----- Texto do documento

Em declaração conjunta no processo, Funai e Incra alegam que não existe a possibilidade de violação do direito originário dos povos indígenas, uma vez que as áreas reivindicadas ainda não tiveram processo demarcatório finalizado. No entendimento dos órgãos, a Constituição confere proteção às terras tradicionalmente ocupadas pelos indígenas quando a condição reconhecida após a conclusão do respectivo processo administrativo.

O juiz ainda destaca que Funai e Incra agem contra seus deveres institucionais quando defendem os interesses de particulares em prejuízo à proteção das terras tradicionalmente ocupadas por indígenas que, segundo a Constituição, são bens da União: “Observa-se tanto dos termos do instrumento normativo impugnado quanto da manifestação dos demandados a clara opção pela defesa dos interesses de particulares em detrimento dos interesses indígenas e, por conseguinte, do próprio patrimônio público, numa aparente inversão de valores e burla à missão institucional daqueles entes.”

----------
----- Trechos da listagem

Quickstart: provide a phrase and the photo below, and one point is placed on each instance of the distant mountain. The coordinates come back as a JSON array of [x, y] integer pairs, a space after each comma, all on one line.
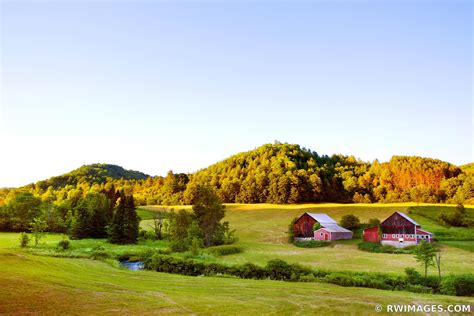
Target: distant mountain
[[284, 173], [288, 173], [93, 173], [468, 168]]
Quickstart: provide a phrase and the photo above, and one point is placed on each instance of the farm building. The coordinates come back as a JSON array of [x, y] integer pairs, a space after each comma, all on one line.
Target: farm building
[[371, 234], [398, 230], [329, 229]]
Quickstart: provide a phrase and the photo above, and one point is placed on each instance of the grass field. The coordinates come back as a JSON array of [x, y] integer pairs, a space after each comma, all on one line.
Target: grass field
[[261, 229], [47, 285], [33, 284]]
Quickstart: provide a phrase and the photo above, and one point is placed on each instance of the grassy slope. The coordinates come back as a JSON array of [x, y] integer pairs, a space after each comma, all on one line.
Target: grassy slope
[[261, 229], [37, 284]]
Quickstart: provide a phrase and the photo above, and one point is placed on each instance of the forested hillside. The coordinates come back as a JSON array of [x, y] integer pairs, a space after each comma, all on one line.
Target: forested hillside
[[273, 173]]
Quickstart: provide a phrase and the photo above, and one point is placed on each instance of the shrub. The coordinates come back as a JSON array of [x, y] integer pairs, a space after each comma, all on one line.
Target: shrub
[[413, 276], [459, 285], [224, 250], [291, 230], [311, 243], [251, 271], [179, 246], [417, 288], [278, 270], [99, 253], [64, 244], [24, 240], [350, 222], [379, 248]]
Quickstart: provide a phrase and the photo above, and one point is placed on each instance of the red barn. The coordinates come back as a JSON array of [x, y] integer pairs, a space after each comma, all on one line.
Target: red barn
[[371, 234], [332, 232], [400, 231]]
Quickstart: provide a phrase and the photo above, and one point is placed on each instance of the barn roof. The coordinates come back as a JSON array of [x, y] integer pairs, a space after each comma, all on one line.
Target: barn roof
[[322, 218], [335, 229], [422, 231], [408, 218], [404, 216]]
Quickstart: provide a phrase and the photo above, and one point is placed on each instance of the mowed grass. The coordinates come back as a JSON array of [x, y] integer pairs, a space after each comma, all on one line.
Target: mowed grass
[[46, 285], [33, 284], [262, 228]]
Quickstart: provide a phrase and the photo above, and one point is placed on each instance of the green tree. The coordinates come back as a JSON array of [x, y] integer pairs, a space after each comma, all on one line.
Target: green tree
[[208, 212], [424, 254], [125, 221], [38, 226], [350, 222], [24, 240]]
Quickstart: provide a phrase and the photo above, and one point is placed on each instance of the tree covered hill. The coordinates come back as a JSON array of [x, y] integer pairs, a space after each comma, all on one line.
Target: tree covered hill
[[276, 173], [286, 173], [93, 173], [468, 168]]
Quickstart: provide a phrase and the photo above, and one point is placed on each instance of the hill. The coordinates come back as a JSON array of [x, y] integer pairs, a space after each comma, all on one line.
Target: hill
[[93, 173], [468, 168], [282, 174], [286, 173]]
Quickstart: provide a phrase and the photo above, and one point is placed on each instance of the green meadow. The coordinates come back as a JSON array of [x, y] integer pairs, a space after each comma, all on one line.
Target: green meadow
[[262, 228], [35, 282]]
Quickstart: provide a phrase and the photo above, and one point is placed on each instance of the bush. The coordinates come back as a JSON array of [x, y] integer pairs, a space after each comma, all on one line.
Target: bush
[[24, 240], [459, 285], [379, 248], [278, 270], [417, 288], [413, 276], [99, 253], [64, 244], [350, 222], [179, 246], [311, 243], [224, 250], [251, 271]]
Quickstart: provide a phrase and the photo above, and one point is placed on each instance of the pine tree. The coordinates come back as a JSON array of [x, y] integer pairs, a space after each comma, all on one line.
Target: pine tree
[[125, 221], [116, 228], [132, 220]]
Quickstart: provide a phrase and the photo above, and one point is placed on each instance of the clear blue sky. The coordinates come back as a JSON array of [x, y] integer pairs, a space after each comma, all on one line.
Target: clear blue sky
[[160, 85]]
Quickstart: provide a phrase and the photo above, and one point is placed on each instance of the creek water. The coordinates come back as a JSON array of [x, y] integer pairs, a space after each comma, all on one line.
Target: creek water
[[132, 265]]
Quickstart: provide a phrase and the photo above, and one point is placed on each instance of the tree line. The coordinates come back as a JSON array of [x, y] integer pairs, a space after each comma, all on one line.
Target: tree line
[[276, 173], [105, 214]]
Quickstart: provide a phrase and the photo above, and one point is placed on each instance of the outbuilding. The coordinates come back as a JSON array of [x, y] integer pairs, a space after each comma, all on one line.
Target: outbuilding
[[332, 232]]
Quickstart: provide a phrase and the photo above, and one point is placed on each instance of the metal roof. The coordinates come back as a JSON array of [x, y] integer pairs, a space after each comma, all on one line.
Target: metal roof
[[334, 228], [423, 231], [322, 218], [408, 218]]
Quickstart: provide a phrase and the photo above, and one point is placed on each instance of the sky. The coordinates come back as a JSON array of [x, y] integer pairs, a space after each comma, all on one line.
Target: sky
[[179, 85]]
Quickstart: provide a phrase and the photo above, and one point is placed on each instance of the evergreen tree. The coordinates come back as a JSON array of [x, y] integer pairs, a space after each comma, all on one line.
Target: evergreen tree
[[125, 221], [208, 212], [117, 227]]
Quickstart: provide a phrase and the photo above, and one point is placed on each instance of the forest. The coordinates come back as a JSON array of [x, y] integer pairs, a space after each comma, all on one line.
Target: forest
[[273, 173]]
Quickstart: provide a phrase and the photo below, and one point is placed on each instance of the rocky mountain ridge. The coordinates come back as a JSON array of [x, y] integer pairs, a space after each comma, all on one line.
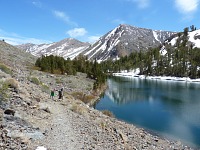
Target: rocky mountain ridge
[[67, 48], [30, 119], [121, 41], [125, 39]]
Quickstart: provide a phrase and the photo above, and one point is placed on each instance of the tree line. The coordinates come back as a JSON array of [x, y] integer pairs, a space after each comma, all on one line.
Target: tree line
[[58, 65]]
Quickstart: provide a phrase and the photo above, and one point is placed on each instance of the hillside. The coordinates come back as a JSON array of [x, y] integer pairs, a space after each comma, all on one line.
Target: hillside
[[30, 119], [124, 40], [14, 57], [193, 39], [118, 42], [67, 48]]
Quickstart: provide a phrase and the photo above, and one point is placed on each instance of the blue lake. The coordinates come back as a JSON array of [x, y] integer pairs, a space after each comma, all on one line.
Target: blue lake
[[168, 108]]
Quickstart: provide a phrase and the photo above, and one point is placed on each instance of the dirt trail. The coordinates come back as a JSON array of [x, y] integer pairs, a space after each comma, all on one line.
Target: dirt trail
[[60, 133]]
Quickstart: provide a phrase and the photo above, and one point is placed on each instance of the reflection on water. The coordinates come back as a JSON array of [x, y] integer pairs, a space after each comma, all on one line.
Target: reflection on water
[[167, 107]]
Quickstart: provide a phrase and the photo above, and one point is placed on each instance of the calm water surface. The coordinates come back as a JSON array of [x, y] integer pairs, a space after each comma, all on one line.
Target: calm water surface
[[169, 108]]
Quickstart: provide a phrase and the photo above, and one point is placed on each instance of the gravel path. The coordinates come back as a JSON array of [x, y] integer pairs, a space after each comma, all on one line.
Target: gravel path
[[60, 132]]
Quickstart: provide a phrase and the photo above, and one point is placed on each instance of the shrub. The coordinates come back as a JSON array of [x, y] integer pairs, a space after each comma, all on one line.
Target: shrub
[[87, 98], [58, 81], [83, 97], [35, 80], [78, 95], [45, 88], [12, 83], [5, 69], [78, 109], [3, 91], [108, 113]]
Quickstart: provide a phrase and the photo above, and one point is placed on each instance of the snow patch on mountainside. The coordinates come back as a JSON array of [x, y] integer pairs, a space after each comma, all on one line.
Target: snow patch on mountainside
[[194, 37]]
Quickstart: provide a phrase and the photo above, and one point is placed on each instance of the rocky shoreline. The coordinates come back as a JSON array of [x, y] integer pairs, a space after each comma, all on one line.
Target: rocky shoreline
[[31, 120]]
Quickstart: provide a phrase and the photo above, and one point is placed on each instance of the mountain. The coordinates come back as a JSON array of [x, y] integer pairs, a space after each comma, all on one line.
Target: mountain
[[67, 48], [14, 57], [121, 41], [125, 39], [193, 39]]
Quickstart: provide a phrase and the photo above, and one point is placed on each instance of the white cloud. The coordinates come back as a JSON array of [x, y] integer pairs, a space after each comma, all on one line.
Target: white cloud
[[92, 39], [141, 3], [187, 6], [37, 4], [14, 39], [118, 21], [61, 15], [77, 32]]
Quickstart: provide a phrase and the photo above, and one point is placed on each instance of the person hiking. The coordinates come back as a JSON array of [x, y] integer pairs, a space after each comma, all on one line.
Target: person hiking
[[60, 94], [52, 94]]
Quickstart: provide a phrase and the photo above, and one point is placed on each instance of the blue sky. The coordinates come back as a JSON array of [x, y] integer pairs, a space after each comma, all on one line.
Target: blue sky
[[46, 21]]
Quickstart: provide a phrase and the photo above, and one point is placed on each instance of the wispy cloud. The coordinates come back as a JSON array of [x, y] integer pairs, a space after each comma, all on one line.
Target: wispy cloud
[[92, 39], [118, 21], [187, 6], [77, 32], [61, 15], [37, 3], [15, 39], [141, 3]]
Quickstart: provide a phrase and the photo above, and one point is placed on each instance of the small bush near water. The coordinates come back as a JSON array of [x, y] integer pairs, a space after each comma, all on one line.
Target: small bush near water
[[108, 113], [5, 69], [83, 97]]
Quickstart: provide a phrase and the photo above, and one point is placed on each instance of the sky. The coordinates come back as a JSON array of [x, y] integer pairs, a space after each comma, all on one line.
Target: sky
[[47, 21]]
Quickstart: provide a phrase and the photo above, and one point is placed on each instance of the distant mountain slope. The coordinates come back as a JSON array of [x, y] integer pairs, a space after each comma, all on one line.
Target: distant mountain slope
[[67, 48], [125, 39], [121, 41], [15, 57], [193, 38]]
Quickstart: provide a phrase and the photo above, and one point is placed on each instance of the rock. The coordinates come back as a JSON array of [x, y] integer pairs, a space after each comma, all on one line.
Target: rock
[[9, 112]]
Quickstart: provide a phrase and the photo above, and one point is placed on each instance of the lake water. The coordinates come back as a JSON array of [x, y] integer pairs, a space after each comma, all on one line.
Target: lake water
[[168, 108]]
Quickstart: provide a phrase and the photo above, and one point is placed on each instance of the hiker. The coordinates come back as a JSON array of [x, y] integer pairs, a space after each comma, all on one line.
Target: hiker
[[60, 94], [52, 94]]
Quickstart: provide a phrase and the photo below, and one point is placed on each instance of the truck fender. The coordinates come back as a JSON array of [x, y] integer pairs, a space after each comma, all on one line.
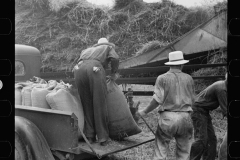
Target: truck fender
[[30, 141]]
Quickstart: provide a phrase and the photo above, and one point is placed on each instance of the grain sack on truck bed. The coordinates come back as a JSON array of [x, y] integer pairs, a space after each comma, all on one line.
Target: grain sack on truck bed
[[65, 100], [18, 94], [121, 122]]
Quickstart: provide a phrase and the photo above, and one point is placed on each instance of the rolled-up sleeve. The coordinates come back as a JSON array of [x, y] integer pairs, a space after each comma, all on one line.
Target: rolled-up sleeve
[[222, 99], [158, 91]]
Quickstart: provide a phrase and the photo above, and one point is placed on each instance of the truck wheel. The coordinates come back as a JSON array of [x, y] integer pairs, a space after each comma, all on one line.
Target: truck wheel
[[20, 149]]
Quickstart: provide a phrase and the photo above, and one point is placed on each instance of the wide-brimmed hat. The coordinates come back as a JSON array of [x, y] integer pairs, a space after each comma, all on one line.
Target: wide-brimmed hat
[[176, 58], [102, 40]]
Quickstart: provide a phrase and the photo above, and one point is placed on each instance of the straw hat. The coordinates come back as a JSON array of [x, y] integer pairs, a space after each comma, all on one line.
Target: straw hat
[[102, 40], [176, 58]]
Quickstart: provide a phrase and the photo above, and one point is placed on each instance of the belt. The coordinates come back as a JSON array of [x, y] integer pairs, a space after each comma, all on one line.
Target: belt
[[176, 111]]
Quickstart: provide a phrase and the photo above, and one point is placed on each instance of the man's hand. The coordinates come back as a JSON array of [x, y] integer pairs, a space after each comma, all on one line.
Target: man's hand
[[140, 113], [114, 76]]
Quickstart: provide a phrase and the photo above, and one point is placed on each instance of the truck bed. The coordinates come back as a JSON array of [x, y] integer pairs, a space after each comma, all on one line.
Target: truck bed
[[116, 146], [60, 131]]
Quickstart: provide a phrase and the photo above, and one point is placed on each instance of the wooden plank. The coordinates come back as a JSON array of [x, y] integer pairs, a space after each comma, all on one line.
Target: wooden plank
[[117, 146], [151, 80], [67, 76]]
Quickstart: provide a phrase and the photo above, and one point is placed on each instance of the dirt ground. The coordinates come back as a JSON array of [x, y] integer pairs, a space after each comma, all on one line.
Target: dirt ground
[[145, 152]]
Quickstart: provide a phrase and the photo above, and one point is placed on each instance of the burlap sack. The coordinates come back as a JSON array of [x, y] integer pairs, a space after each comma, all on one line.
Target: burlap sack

----------

### O que fazer
Responda com base no texto do documento:
(a) Segundo Funai e Incra, por que não existe a possibilidade de violação do direito originário dos povos indígenas?
(b) Conforme o juiz, as terras tradicionalmente ocupadas por indígenas são bens de quem, segundo a Constituição?
(c) De acordo com o juiz, Funai e Incra defendem os interesses de quem em prejuízo dessas terras?

### Resposta
(a) Porque as áreas reivindicadas ainda não tiveram processo demarcatório finalizado.
(b) Da União.
(c) De particulares.